» **ROWS**:
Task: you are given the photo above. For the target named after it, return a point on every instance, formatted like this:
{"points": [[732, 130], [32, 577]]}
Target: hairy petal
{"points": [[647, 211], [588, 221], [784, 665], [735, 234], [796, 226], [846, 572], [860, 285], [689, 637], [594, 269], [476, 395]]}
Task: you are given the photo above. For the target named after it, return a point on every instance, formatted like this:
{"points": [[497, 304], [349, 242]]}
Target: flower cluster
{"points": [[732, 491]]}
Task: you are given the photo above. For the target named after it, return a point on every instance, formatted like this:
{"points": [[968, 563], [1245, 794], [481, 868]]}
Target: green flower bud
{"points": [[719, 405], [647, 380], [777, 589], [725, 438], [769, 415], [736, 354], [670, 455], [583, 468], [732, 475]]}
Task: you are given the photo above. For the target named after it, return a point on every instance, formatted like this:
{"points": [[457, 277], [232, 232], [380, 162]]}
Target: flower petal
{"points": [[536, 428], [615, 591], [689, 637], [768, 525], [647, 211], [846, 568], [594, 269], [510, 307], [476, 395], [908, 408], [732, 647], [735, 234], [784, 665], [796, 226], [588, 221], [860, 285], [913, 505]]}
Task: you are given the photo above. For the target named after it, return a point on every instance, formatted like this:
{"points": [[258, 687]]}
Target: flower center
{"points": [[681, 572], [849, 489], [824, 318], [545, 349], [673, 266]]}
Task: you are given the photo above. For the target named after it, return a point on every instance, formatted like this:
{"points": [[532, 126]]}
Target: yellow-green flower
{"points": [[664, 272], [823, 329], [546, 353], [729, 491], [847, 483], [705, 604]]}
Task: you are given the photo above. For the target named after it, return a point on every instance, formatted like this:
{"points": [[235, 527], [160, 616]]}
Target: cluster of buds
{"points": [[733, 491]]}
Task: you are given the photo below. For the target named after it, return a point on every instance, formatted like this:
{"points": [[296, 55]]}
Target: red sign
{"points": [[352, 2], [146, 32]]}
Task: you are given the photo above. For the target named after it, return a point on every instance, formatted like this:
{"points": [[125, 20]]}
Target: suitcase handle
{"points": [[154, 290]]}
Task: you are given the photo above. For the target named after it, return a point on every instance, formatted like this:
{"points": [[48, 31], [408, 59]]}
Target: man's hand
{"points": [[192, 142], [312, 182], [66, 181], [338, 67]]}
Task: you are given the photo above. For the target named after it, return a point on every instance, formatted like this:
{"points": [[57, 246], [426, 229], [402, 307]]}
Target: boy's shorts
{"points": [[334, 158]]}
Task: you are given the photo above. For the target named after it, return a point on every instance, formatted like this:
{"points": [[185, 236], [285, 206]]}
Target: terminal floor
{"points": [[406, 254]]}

» **PROBLEM REQUIREMENTS**:
Your task is to transcribe the line containing "Task: you are given the photo below." and every line after it, through the last line of the data, exactly as written and with nothing more.

» **ANSWER TO THIS EXERCISE**:
Task: you are given the photo below. For the target named after it, return a point on every instance, formatted like this:
{"points": [[296, 55]]}
Target: red sign
{"points": [[352, 2], [146, 32]]}
Task: you are given the photo above. For the target named after it, return a point on every instance, formatted like this:
{"points": [[125, 20]]}
Target: suitcase handle
{"points": [[154, 290]]}
Task: you are given the photo above. For the target named after it, return a point on every instance, formatted like this:
{"points": [[48, 31], [408, 59]]}
Target: man's hand
{"points": [[192, 142], [312, 182], [66, 181], [338, 67]]}
Task: you are given the photo above. For the target named after it, return a point on every instance, formatted like this:
{"points": [[57, 246], [426, 229], [402, 307]]}
Target: boy's shorts
{"points": [[334, 158]]}
Task: you are given the photo above. For the target named after it, return a point on every instance, formatted like this:
{"points": [[185, 236], [285, 206]]}
Target: terminal floor
{"points": [[406, 254]]}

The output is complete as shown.